• Extract provided:
((
Christian Colon is eager to show what he can do now that he has a chance to play.

"At the beginning of the season (it’s difficult) to get the timing down, you just have to be ready to go," Colon said. "I’m starting to get the timing back." Infante could play in a pinch on Wednesday and figures to be back in the lineup when the Royals play at Chicago starting Thursday. But Colon has given the Royals what they needed.

"He’s done a great job," Royals manager Ned Yost said. "It’s great having a guy who can play anywhere on the infield. He’s knows how to play the game."

Lee Judge looks at how slides like Brett Lawrie's on Friday used to be much rougher when Hal McRae was dishing them out.

McRae’s collision was so violent both players wound up well beyond second base, close to the outfield grass. As McRae lies on the ground, tangled with Randolph, he signals Patek to keep running and Freddie does — scoring from second base and tying the game on a ground ball that never left the infield.

After that, baseball decided enough was enough and tried to do something about the flying tackles that base runners like McRae were dishing out in order to break up double plays. Umpires started requiring base runners to slide and at least be close enough to second base to touch it — now commonly referred to as the Hal McRae rule.

Jeff Sullivan at Fangraphs takes a look at Paulo Orlando's amazing triples.

It’s taken as a given that Orlando runs well. Long strides. Impressive to watch. But triples tend to need a little help. Three of the triples above took place in Kansas City, where the park has a high triples factor due to the distant power alleys. And the two hit in Anaheim required slight defensive misplays. One line drive just went right over Mike Trout‘s head, as he didn’t retreat enough. And then you also see Matt Joyce getting too close to the left-field wall, probably due to unfamiliarity with the park. Good contact + speed + something = triple. "Something" can sometimes be about the defenders.
))
• The request: Translate this sentence from the baseball notes above into Spanish: "Umpires started requiring base runners to slide and at least be close enough to second base to touch it — now commonly referred to as the Hal McRae rule."

• Dataset extract:
((
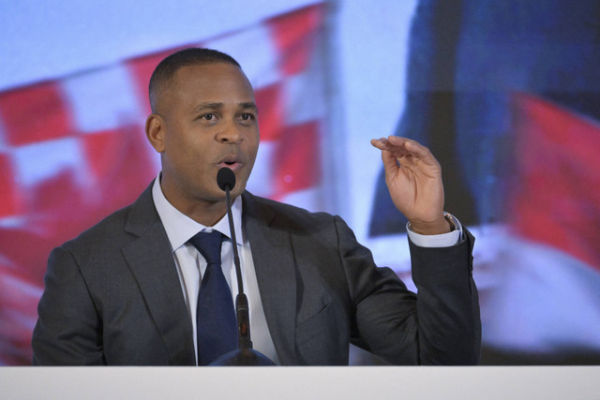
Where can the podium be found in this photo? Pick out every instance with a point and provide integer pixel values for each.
(370, 383)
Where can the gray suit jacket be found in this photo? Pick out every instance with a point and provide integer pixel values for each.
(113, 295)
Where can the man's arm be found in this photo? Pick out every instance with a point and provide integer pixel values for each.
(68, 330)
(441, 325)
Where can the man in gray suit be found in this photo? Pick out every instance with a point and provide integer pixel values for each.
(124, 292)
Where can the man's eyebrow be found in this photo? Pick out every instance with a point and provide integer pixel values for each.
(249, 104)
(211, 106)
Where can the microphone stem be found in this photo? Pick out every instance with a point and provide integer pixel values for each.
(241, 301)
(236, 257)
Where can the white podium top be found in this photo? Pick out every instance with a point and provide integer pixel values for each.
(445, 383)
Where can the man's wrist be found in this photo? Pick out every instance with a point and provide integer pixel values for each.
(440, 240)
(437, 227)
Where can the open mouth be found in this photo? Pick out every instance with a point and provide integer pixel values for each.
(230, 162)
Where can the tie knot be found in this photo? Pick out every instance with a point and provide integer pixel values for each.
(209, 245)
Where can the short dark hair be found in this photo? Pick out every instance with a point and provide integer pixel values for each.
(165, 70)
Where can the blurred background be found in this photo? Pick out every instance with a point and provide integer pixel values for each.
(506, 94)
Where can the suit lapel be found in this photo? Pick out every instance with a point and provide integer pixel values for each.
(151, 262)
(275, 272)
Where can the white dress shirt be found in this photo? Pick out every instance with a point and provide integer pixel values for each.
(191, 264)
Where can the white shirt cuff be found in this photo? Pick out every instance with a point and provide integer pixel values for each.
(441, 240)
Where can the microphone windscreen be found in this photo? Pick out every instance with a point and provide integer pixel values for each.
(226, 178)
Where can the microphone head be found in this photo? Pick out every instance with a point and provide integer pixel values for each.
(226, 179)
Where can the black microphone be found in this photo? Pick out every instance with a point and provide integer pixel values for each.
(244, 355)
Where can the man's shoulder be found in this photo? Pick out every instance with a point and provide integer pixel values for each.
(284, 213)
(112, 231)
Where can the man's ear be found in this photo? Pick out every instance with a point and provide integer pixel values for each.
(155, 132)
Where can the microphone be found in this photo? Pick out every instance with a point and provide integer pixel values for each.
(245, 354)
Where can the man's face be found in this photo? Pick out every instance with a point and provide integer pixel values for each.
(209, 121)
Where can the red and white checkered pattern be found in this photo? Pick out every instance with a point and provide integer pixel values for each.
(73, 150)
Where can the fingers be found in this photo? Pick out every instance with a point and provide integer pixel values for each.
(401, 147)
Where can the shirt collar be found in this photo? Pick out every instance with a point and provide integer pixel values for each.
(180, 228)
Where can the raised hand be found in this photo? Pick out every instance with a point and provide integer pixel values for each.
(414, 180)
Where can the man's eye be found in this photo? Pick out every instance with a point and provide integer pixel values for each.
(208, 116)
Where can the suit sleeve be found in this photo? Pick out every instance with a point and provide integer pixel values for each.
(68, 330)
(438, 326)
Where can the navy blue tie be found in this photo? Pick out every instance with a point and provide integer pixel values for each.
(215, 315)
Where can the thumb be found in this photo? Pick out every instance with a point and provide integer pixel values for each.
(389, 162)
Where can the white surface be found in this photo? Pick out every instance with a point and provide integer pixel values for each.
(347, 383)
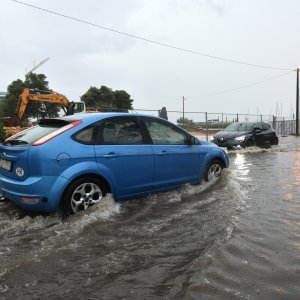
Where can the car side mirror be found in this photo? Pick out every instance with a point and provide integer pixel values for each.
(257, 130)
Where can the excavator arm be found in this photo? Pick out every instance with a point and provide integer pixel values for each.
(43, 96)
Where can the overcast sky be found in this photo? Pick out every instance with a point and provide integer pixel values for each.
(258, 32)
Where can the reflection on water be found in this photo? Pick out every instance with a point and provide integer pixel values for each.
(236, 238)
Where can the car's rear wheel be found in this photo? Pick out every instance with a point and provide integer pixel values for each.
(213, 170)
(81, 194)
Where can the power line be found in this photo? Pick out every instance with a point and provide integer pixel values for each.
(151, 41)
(241, 87)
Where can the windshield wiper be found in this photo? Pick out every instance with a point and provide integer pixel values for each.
(15, 142)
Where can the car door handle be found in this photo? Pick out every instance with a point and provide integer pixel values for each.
(110, 155)
(164, 152)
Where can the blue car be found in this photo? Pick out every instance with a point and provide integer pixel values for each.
(70, 163)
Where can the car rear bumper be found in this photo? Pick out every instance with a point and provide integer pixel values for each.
(229, 143)
(40, 194)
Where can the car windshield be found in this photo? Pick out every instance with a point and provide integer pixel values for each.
(33, 134)
(240, 127)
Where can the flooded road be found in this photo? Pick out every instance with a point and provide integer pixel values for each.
(237, 238)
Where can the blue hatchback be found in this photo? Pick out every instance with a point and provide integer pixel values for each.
(70, 163)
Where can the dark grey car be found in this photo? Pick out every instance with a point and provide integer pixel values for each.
(241, 135)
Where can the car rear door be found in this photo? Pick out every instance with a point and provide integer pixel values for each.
(14, 162)
(122, 153)
(176, 162)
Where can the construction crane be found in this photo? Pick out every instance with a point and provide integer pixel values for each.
(37, 66)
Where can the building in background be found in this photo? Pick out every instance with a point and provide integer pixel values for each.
(2, 96)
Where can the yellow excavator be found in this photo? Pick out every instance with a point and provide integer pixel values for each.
(27, 95)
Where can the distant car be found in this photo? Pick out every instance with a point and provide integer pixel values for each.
(70, 163)
(242, 135)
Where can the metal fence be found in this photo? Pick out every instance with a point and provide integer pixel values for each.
(209, 122)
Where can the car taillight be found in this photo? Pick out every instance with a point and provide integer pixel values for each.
(55, 133)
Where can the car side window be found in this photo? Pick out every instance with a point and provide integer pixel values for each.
(164, 134)
(266, 126)
(85, 136)
(121, 131)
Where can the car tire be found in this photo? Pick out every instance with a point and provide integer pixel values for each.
(82, 193)
(213, 170)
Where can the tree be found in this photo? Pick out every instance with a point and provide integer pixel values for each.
(33, 81)
(163, 113)
(186, 123)
(105, 99)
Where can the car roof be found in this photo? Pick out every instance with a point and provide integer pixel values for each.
(100, 116)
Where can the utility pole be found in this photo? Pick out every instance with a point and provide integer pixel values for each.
(297, 104)
(183, 111)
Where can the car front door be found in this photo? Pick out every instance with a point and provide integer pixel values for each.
(122, 153)
(176, 162)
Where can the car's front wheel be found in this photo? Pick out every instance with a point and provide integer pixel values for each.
(213, 170)
(81, 194)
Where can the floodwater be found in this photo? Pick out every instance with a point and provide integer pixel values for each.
(237, 238)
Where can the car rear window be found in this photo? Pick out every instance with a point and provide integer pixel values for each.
(33, 134)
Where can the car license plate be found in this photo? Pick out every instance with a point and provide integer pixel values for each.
(5, 164)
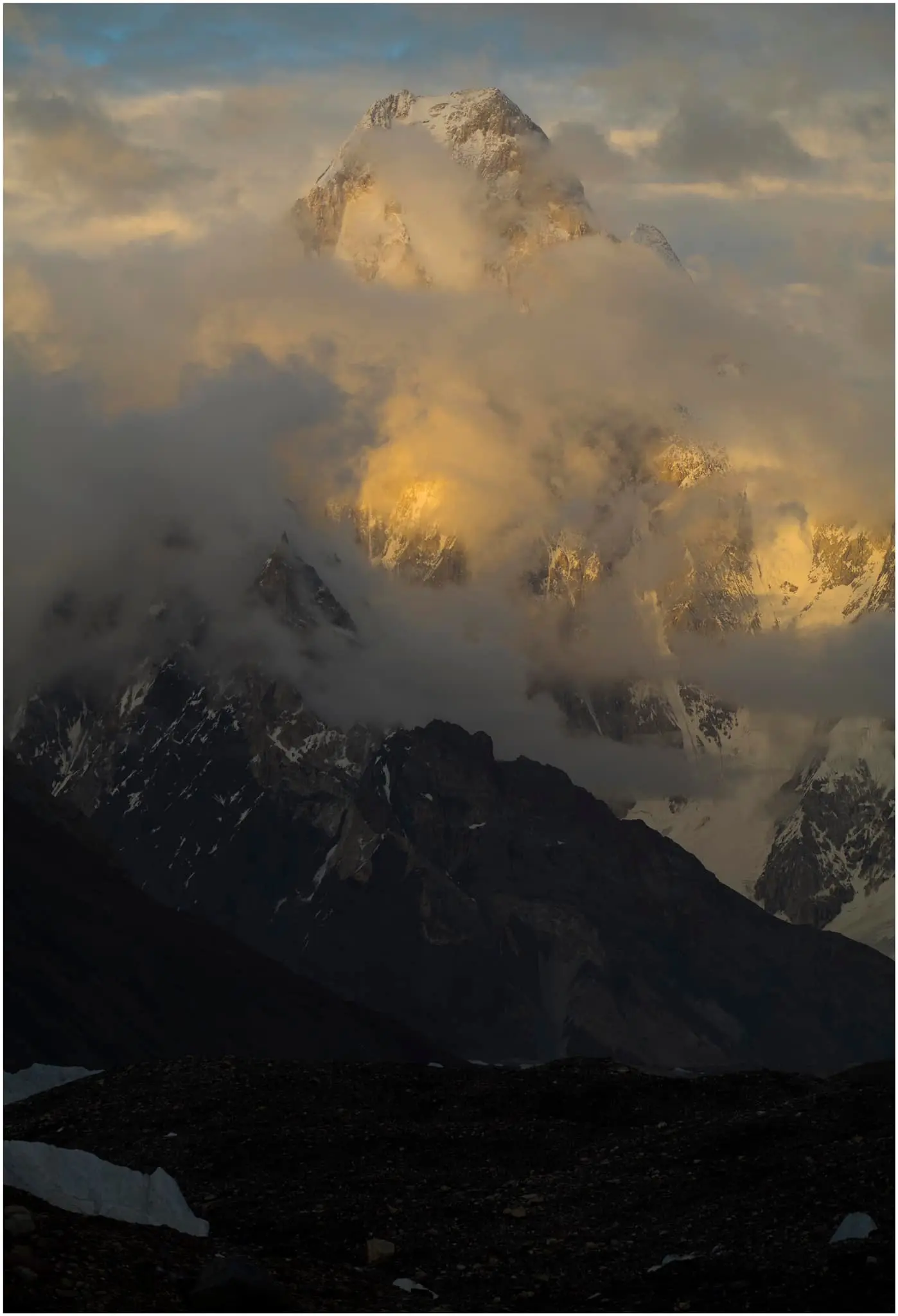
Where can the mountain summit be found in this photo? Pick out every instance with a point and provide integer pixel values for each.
(471, 166)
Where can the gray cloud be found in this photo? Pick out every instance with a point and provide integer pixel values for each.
(710, 141)
(588, 154)
(71, 141)
(838, 671)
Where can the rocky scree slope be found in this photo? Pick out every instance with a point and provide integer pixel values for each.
(558, 1189)
(96, 973)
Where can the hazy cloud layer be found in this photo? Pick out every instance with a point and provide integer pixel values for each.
(708, 140)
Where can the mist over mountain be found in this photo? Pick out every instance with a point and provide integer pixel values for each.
(534, 481)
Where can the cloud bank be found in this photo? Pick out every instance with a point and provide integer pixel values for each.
(169, 389)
))
• The response: Los árbitros empezaron a exigir que los corredores se deslizaran y que al menos estuvieran lo bastante cerca de la segunda base como para tocarla, lo que ahora se conoce comúnmente como la regla Hal McRae.